== Segment start ==

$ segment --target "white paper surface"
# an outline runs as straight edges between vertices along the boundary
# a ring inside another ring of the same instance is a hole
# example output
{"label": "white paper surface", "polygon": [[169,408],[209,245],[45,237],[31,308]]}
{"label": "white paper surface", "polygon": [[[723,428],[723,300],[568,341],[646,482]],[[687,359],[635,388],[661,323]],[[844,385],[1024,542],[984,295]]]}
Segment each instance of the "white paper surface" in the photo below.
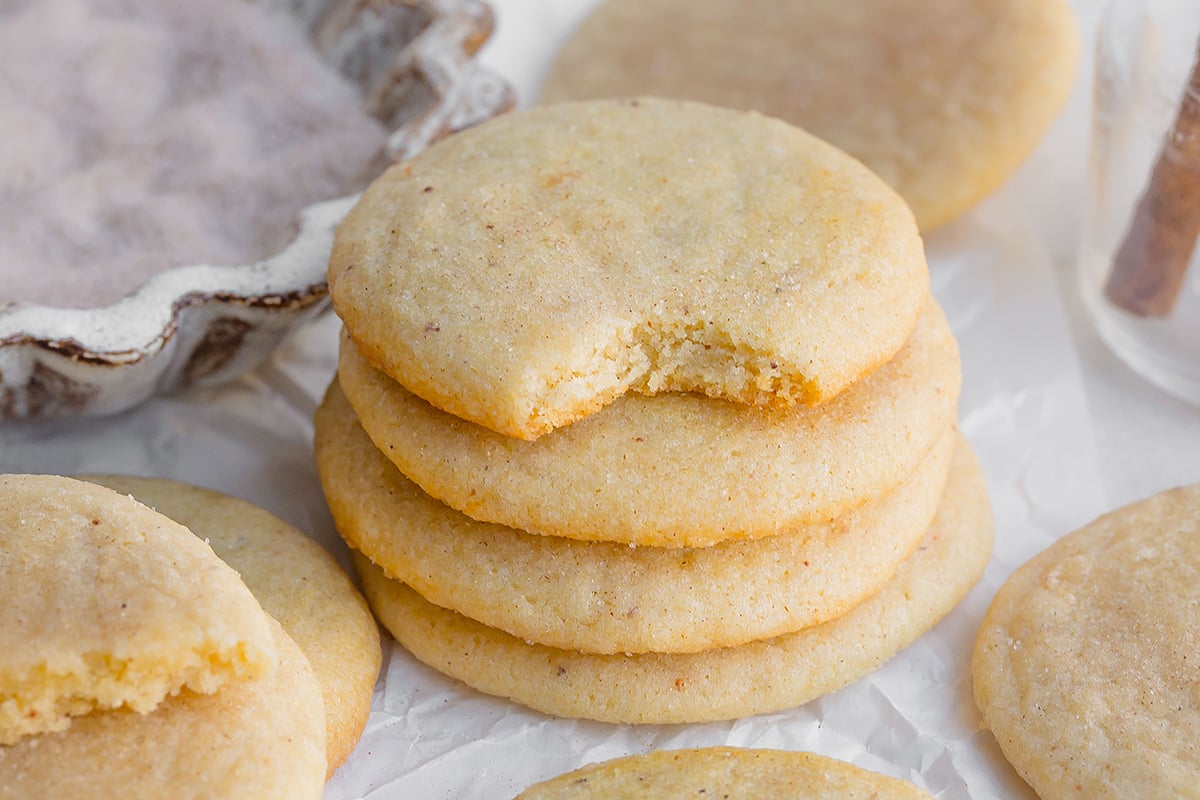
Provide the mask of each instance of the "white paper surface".
{"label": "white paper surface", "polygon": [[[485,59],[528,100],[555,42],[593,3],[497,2],[501,27]],[[1051,142],[1055,157],[1083,157],[1082,142]],[[871,676],[801,708],[735,722],[642,727],[552,719],[467,689],[389,642],[371,720],[327,787],[327,800],[510,797],[584,763],[712,744],[820,752],[909,779],[943,798],[1032,797],[980,729],[970,649],[1008,574],[1110,507],[1102,477],[1108,462],[1097,459],[1084,393],[1085,384],[1103,385],[1108,376],[1081,373],[1047,251],[1046,231],[1055,222],[1039,214],[1035,225],[1027,216],[1042,205],[1028,196],[1037,186],[1028,178],[1010,183],[928,241],[934,290],[962,351],[961,427],[983,462],[997,528],[983,580],[930,634]],[[1054,213],[1061,215],[1058,224],[1073,224],[1073,207]],[[337,321],[326,316],[229,386],[155,399],[109,419],[0,427],[0,471],[131,472],[209,486],[311,532],[346,563],[310,450],[311,413],[334,371],[336,336]],[[1144,415],[1156,415],[1165,403],[1186,419],[1157,395],[1140,402]],[[1130,458],[1152,454],[1126,442],[1119,460]],[[1155,480],[1169,485],[1172,478],[1160,472]]]}

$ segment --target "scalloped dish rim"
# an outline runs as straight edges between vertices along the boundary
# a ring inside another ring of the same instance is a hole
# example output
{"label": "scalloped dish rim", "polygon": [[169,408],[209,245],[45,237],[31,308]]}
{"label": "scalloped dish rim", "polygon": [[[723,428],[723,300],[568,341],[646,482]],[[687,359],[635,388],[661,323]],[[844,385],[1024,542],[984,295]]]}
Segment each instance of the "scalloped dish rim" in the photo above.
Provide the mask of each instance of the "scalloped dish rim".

== Segment end ==

→ **About this task**
Repeat the material above word for word and skip every image in it.

→ **Exercise answer**
$ segment --target "white paper surface"
# an outline runs as straight edges between vertices along the boundary
# a ring inside another ring of the same instance is a hole
# example output
{"label": "white paper surface", "polygon": [[169,408],[209,245],[45,237],[31,308]]}
{"label": "white paper surface", "polygon": [[[723,428],[723,300],[568,341],[646,482]],[[687,359],[635,388],[661,323]],[[844,385],[1024,542],[984,295]]]}
Segment each instance of the "white paper surface" in the photo below.
Provide the mask of each instance of the "white paper surface".
{"label": "white paper surface", "polygon": [[[485,59],[528,100],[555,42],[593,3],[497,2],[501,27]],[[1051,142],[1055,157],[1083,157],[1082,142]],[[871,676],[801,708],[735,722],[642,727],[552,719],[467,689],[389,642],[371,720],[327,787],[327,800],[510,797],[584,763],[712,744],[820,752],[909,779],[943,798],[1032,797],[980,729],[970,649],[1008,574],[1110,507],[1102,477],[1108,462],[1097,459],[1084,393],[1085,384],[1103,385],[1108,376],[1081,373],[1047,251],[1046,231],[1055,222],[1039,214],[1035,225],[1027,216],[1042,205],[1028,196],[1037,186],[1028,178],[1010,183],[928,241],[934,290],[962,351],[961,427],[983,462],[997,528],[983,580],[930,634]],[[1054,213],[1061,215],[1058,224],[1073,224],[1073,207]],[[337,321],[326,316],[229,386],[155,399],[109,419],[0,427],[0,471],[131,472],[209,486],[311,532],[346,563],[310,450],[311,413],[334,371],[336,336]],[[1144,415],[1156,415],[1165,403],[1186,419],[1157,395],[1140,402]],[[1130,458],[1152,454],[1126,442],[1119,460]],[[1155,480],[1169,485],[1172,478],[1160,472]]]}

$ segment --target "scalloped dish rim"
# an outline runs as straight edges between vertices along the boundary
# a ring inside another ring of the same instance is a hole
# example output
{"label": "scalloped dish rim", "polygon": [[169,408],[209,245],[45,237],[31,308]]}
{"label": "scalloped dish rim", "polygon": [[[723,428],[723,300],[568,341],[646,482]],[[687,359],[635,388],[661,323]],[[844,385],[1024,542],[984,295]]]}
Segment each instance of the "scalloped dish rim" in the photo above.
Provide the mask of each instance of the "scalloped dish rim".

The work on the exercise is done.